▶ _Page text_:
========================================================================

The top ring head 110 is supported by a top ring head shaft 117 rotatably supported by a frame (not illustrated). The polishing apparatus 10 is connected to each device in the apparatus including the top ring rotating motor 114, the servomotor 138, and the table rotating motor 102 via a control line, and includes a control unit 500 that controls each device. The control unit 500 controls the polishing apparatus so as to polish the substrate by pressing the substrate against the polishing member (here, the polishing pad 101) while rotating the polishing head 1 to which the substrate is attached and the polishing table 100.

Although there are table rotation, head rotation, and rotation of a motor (not illustrated) for rocking the top ring head 110, and these are to be used as the basis of features to be input to a machine learning model to be described later, one or more sensor detected values (for example, motor current value) or a calculated value of torque calculated from the sensor detected value may be used.

========================================================================

▶ _Dataset section_:

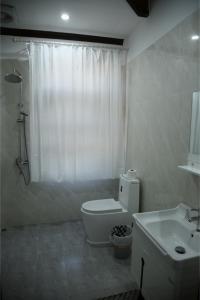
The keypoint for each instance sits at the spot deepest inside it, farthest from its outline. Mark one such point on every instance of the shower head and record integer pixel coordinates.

========================================================================

▶ _Tasks_:
[A] Substitute "controller 500" for "control unit 500" in the stretch of the polishing apparatus passage from "The top ring head 110 is" through "polishing table 100.", and write out that stretch.
[B] Pick up the polishing apparatus passage after its last sentence and continue it.
The material comes from a source separate from the polishing apparatus passage.

▶ _Expected responses_:
[A]
The top ring head 110 is supported by a top ring head shaft 117 rotatably supported by a frame (not illustrated). The polishing apparatus 10 is connected to each device in the apparatus including the top ring rotating motor 114, the servomotor 138, and the table rotating motor 102 via a control line, and includes a controller 500 that controls each device. The controller 500 controls the polishing apparatus so as to polish the substrate by pressing the substrate against the polishing member (here, the polishing pad 101) while rotating the polishing head 1 to which the substrate is attached and the polishing table 100.

[B]
The polishing apparatus 10 includes the AI unit 4 connected to the control unit 500 via wiring. FIG. 2 is a schematic configuration diagram of the AI unit according to the first embodiment. As illustrated in FIG. 2, the AI unit 4 is, for example, a computer, and includes a storage unit 41, a memory 42, an input unit 43, an output unit 44, and a processor 45.

The storage unit 41 stores a machine learning model trained with a training data set that includes, as an input, a feature value based on data regarding a frictional force at each time point during polishing or a feature value based on temperature measurement data, and as an output, a polishing amount or a residual film amount at each time point during polishing predicted by using at least a film thickness measured after polishing. The storage unit 41 also stores a program to be read and executed by the processor 45. The storage unit 41 may be a storage such as a hard disk or a DVD, an external storage medium such as an SD card or a flash memory, an online storage, or a storage device.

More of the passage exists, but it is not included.